▼
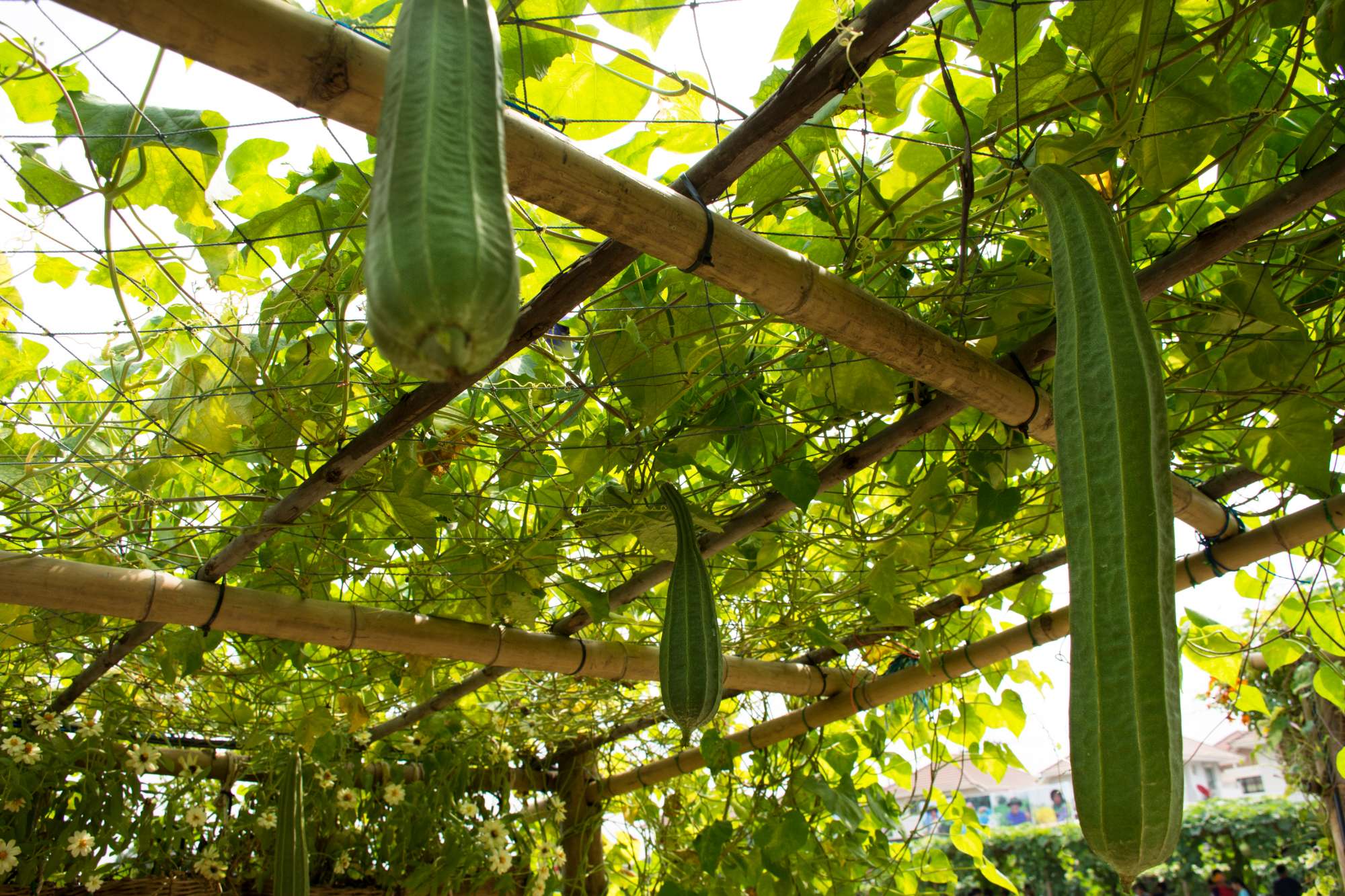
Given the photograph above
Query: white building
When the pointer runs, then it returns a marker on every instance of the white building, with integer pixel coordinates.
(1237, 767)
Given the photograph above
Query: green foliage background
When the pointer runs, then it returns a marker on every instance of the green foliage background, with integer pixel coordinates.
(248, 365)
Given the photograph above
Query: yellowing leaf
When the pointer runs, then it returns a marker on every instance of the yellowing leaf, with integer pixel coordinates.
(53, 270)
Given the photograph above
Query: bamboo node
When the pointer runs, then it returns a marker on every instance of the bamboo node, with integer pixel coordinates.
(150, 598)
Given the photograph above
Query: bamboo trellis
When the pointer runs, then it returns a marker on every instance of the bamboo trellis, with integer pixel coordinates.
(346, 73)
(1285, 533)
(332, 60)
(562, 178)
(1272, 210)
(155, 596)
(549, 170)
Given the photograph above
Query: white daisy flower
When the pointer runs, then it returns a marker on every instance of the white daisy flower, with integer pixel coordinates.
(48, 723)
(29, 754)
(494, 833)
(9, 856)
(500, 862)
(80, 844)
(88, 728)
(209, 865)
(143, 759)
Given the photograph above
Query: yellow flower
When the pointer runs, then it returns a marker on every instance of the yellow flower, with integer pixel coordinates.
(48, 723)
(143, 759)
(9, 856)
(80, 844)
(29, 755)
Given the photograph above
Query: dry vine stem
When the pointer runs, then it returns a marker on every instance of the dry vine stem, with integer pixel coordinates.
(1286, 533)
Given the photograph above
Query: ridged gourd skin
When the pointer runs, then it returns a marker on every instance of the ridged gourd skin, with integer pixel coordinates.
(439, 260)
(691, 661)
(291, 866)
(1113, 452)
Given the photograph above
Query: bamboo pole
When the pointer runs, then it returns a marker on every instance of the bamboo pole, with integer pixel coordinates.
(1286, 533)
(1277, 208)
(155, 596)
(828, 71)
(552, 171)
(229, 764)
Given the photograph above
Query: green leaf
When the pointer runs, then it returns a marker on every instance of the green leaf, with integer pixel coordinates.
(54, 270)
(1007, 29)
(711, 842)
(797, 482)
(1281, 651)
(1328, 684)
(812, 19)
(1172, 145)
(34, 95)
(202, 132)
(1297, 450)
(588, 95)
(718, 751)
(995, 507)
(1039, 84)
(645, 22)
(44, 185)
(248, 170)
(595, 600)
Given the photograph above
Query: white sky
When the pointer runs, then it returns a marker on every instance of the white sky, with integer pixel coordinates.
(736, 37)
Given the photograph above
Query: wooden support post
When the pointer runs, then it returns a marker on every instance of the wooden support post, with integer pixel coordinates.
(1334, 784)
(582, 834)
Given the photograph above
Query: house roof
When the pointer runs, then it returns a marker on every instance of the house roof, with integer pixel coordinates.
(1199, 751)
(1241, 743)
(966, 778)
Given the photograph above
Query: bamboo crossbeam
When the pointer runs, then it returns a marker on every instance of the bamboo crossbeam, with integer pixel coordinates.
(828, 71)
(1286, 533)
(1218, 487)
(155, 596)
(1277, 208)
(228, 764)
(552, 171)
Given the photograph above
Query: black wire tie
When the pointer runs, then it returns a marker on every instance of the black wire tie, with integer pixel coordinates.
(1036, 393)
(704, 256)
(220, 602)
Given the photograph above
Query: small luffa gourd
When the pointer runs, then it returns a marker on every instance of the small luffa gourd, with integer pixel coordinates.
(1112, 425)
(439, 263)
(691, 662)
(291, 868)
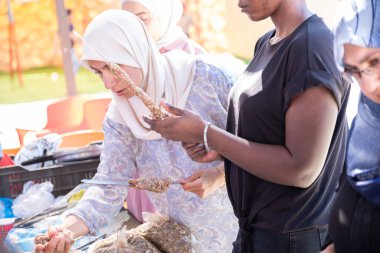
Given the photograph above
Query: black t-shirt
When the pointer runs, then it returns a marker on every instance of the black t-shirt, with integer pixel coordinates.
(258, 105)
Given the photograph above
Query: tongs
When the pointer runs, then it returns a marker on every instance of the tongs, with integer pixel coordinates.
(115, 182)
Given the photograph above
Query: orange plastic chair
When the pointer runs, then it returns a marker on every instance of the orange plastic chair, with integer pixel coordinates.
(94, 112)
(11, 151)
(63, 116)
(80, 138)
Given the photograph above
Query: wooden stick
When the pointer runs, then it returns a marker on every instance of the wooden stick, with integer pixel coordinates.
(120, 74)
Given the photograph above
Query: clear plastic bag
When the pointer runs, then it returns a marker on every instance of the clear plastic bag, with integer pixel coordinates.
(34, 199)
(45, 145)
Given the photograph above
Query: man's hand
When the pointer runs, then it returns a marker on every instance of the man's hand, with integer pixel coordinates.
(204, 182)
(198, 153)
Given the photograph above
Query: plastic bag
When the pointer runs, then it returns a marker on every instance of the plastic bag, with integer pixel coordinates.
(45, 145)
(34, 199)
(6, 208)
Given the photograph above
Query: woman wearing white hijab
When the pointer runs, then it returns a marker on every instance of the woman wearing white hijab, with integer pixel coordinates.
(130, 146)
(161, 18)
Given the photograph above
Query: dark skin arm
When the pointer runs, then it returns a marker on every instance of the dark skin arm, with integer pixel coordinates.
(308, 135)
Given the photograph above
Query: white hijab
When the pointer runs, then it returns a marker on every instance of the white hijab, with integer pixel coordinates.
(169, 13)
(120, 37)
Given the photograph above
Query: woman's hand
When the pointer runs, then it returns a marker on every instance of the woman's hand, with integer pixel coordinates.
(59, 241)
(329, 249)
(184, 125)
(204, 182)
(198, 153)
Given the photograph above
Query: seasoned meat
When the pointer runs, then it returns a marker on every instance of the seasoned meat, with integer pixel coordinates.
(152, 184)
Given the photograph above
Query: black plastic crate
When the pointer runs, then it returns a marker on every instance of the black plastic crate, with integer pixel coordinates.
(64, 177)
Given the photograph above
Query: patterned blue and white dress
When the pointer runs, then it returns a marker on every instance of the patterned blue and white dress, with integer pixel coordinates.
(211, 220)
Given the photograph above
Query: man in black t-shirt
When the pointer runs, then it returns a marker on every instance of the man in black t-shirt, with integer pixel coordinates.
(284, 146)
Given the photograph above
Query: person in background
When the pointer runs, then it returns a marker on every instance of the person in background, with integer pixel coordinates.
(355, 216)
(73, 40)
(284, 145)
(161, 18)
(130, 148)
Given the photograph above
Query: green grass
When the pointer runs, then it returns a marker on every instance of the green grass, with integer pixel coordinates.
(45, 83)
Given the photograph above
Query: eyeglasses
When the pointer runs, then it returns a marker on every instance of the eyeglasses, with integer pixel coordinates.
(371, 70)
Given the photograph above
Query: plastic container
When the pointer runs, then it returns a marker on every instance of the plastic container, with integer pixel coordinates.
(64, 177)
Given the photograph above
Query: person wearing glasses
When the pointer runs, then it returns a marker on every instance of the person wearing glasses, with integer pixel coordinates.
(355, 216)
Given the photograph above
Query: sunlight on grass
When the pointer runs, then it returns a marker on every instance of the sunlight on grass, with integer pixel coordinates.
(45, 83)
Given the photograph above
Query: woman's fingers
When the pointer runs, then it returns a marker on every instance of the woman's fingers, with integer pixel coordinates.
(68, 242)
(61, 243)
(39, 248)
(51, 245)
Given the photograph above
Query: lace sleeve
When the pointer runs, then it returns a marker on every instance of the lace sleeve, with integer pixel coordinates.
(101, 203)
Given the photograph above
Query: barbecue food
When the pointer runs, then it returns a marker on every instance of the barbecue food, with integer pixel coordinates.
(152, 184)
(41, 239)
(123, 242)
(167, 235)
(120, 74)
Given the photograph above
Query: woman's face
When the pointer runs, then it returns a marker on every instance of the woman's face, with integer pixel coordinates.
(363, 64)
(150, 20)
(118, 87)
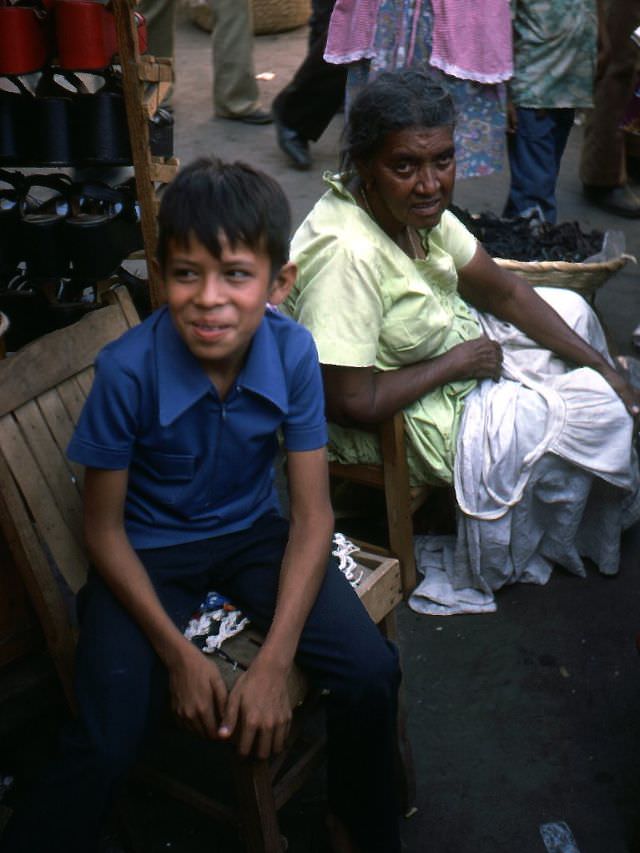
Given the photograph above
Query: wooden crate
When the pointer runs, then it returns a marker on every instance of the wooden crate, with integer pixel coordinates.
(380, 590)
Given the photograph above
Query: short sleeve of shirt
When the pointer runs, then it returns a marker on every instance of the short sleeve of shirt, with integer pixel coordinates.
(341, 304)
(107, 426)
(305, 425)
(455, 238)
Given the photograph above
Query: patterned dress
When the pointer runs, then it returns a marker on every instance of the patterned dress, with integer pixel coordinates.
(403, 39)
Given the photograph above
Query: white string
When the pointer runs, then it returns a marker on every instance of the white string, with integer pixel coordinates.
(347, 565)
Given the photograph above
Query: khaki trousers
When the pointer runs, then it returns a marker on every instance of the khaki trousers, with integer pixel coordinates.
(603, 160)
(235, 91)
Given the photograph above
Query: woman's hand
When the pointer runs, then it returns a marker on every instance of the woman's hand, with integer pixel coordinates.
(627, 393)
(480, 358)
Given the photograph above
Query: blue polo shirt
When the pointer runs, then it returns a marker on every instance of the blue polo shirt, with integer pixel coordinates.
(198, 467)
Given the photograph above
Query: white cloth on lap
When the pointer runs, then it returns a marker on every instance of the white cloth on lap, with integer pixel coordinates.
(545, 471)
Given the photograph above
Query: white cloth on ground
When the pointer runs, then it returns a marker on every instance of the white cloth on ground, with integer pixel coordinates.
(545, 473)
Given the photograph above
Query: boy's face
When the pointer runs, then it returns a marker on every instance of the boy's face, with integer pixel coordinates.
(217, 304)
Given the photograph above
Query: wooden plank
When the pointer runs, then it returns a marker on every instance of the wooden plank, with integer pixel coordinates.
(37, 576)
(49, 360)
(67, 553)
(57, 416)
(398, 499)
(163, 171)
(52, 464)
(154, 96)
(132, 89)
(366, 475)
(381, 589)
(85, 380)
(73, 398)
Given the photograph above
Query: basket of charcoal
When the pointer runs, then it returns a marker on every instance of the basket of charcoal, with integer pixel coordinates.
(562, 255)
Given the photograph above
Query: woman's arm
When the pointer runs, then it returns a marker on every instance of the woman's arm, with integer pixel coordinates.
(259, 706)
(197, 690)
(362, 396)
(491, 288)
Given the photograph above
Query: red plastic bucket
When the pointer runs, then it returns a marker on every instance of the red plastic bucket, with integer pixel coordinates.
(23, 40)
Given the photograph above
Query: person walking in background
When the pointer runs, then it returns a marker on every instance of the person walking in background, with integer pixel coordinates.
(304, 108)
(235, 90)
(554, 46)
(603, 163)
(465, 47)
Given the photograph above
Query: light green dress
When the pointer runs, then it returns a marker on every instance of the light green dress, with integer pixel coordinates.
(367, 303)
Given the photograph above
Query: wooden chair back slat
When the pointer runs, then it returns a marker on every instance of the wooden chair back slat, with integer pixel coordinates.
(85, 381)
(52, 462)
(35, 570)
(52, 359)
(43, 388)
(42, 504)
(57, 416)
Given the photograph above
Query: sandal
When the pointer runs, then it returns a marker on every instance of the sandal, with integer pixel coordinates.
(16, 100)
(11, 185)
(28, 312)
(161, 133)
(100, 120)
(43, 208)
(50, 120)
(102, 228)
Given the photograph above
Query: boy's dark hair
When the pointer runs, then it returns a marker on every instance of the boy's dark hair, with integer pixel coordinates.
(392, 101)
(209, 197)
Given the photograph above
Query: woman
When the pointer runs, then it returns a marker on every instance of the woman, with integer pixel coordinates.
(523, 410)
(472, 59)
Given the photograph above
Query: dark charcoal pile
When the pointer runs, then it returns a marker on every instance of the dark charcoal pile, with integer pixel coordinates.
(530, 239)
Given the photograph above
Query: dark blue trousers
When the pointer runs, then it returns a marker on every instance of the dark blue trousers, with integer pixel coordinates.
(535, 152)
(122, 688)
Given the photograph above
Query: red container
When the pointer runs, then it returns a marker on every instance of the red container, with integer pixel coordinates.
(86, 35)
(23, 40)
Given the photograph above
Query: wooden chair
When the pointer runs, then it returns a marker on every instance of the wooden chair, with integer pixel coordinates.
(42, 391)
(401, 499)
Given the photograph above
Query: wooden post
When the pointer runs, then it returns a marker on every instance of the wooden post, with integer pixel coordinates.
(137, 118)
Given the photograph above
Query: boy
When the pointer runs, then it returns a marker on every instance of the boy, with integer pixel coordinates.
(179, 438)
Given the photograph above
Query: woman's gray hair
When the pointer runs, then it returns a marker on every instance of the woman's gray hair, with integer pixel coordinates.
(395, 100)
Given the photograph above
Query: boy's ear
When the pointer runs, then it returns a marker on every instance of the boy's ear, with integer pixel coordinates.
(282, 283)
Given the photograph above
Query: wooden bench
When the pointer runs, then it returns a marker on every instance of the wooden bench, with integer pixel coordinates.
(42, 390)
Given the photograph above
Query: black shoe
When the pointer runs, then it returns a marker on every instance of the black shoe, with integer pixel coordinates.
(254, 117)
(293, 145)
(619, 200)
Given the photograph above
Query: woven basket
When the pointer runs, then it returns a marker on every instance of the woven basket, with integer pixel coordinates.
(269, 16)
(582, 277)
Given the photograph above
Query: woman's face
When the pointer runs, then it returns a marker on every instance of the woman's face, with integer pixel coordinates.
(410, 180)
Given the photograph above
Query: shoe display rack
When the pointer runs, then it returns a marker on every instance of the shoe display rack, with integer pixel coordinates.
(92, 110)
(146, 81)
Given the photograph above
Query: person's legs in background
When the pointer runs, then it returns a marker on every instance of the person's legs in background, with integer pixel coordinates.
(603, 166)
(535, 151)
(235, 91)
(304, 108)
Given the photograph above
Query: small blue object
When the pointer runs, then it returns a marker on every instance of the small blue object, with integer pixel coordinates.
(214, 601)
(558, 838)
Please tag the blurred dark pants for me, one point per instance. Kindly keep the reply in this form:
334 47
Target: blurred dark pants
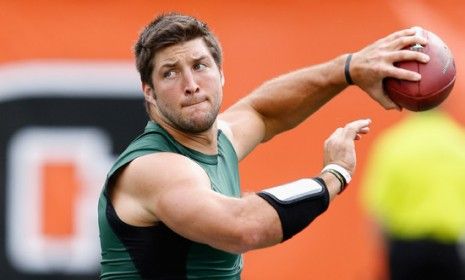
▲
Try it :: The sole thing to report is how many lines in the data hold the string "blurred".

Your solution :: 2